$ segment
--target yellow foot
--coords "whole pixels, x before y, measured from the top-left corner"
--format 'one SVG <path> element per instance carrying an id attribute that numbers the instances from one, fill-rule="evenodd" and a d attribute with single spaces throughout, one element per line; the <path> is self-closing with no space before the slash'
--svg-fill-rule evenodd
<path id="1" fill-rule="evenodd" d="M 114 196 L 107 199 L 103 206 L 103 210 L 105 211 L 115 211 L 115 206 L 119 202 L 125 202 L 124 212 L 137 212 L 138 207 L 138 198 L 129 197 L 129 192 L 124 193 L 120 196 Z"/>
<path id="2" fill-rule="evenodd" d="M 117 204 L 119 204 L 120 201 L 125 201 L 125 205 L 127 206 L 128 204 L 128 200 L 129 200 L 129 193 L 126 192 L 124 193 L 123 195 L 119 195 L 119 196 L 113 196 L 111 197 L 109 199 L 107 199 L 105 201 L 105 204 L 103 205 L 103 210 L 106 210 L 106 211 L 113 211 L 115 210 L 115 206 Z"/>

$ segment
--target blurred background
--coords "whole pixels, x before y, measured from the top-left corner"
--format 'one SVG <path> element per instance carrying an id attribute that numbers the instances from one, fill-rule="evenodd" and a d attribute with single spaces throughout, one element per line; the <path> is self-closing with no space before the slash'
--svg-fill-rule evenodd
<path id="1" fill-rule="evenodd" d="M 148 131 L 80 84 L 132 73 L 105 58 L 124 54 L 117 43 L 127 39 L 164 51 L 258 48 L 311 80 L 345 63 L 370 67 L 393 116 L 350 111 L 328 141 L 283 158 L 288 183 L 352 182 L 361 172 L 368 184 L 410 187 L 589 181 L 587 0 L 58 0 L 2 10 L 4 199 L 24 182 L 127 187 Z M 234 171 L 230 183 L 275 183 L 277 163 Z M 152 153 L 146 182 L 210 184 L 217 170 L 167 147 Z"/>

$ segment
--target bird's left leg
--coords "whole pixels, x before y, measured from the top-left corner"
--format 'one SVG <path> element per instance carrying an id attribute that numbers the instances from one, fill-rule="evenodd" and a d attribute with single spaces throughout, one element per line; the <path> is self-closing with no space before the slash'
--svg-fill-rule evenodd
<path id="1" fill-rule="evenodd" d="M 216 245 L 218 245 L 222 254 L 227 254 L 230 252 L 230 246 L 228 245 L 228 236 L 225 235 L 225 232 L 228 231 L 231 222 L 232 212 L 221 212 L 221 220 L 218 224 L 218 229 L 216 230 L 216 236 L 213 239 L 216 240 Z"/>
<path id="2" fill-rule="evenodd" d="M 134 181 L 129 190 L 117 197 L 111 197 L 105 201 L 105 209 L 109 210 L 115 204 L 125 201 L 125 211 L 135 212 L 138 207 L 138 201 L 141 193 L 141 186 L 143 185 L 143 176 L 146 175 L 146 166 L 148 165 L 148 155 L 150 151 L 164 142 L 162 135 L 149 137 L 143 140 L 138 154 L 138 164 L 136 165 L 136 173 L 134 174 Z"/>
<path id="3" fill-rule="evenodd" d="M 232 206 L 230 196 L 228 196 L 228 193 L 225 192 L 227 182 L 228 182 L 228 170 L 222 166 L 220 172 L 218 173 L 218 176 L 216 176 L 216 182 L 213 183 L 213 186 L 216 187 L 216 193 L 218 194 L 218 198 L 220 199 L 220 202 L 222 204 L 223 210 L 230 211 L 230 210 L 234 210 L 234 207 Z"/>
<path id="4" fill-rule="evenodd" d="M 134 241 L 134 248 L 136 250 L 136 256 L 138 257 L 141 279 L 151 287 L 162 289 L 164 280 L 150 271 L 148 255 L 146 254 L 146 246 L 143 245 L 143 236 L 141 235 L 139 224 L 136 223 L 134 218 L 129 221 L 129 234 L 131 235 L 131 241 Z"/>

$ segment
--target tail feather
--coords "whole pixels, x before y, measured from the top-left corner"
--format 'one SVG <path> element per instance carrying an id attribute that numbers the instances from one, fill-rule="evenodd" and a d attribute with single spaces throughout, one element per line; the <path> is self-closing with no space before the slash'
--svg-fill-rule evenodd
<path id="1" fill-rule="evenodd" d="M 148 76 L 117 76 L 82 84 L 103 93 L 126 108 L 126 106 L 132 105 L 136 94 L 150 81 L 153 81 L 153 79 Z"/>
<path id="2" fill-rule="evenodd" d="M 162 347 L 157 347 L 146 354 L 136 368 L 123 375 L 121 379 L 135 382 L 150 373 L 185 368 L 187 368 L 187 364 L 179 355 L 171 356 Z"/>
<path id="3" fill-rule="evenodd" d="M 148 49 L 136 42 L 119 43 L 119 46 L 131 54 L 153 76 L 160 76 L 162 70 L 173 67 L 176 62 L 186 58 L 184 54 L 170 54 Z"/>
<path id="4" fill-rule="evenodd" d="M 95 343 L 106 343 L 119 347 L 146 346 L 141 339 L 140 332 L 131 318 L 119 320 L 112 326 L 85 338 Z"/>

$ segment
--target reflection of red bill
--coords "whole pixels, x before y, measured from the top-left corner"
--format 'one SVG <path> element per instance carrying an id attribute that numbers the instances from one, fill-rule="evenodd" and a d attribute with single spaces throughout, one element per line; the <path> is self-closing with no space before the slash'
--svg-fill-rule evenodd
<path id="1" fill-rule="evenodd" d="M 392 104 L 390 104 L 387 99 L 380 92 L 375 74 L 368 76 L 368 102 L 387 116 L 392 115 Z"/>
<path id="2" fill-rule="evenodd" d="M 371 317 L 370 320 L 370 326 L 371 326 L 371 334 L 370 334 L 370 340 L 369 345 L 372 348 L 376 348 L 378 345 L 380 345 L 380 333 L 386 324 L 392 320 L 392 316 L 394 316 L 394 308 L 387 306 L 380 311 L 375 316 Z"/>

———

Put the items from the start of the list through the line containing "114 196 L 107", inclusive, into a two-column CSV with the headers command and output, one row per item. Wrap each field in quotation marks and replace any line breaks inside it with spaces.

command,output
"$ segment --target yellow foot --coords ""whole pixels, x before y, measured from the top-left corner"" --format 'one SVG <path> element per instance carrying an id attribute that numbers the instances from one, fill-rule=""evenodd"" and a d attribute with single spaces throughout, one element per line; the <path> is self-closing with no space before the slash' --svg-fill-rule evenodd","<path id=""1"" fill-rule=""evenodd"" d=""M 114 196 L 107 199 L 103 206 L 103 210 L 105 211 L 115 211 L 115 206 L 119 202 L 125 202 L 124 212 L 137 212 L 138 207 L 138 198 L 129 197 L 129 192 L 124 193 L 120 196 Z""/>"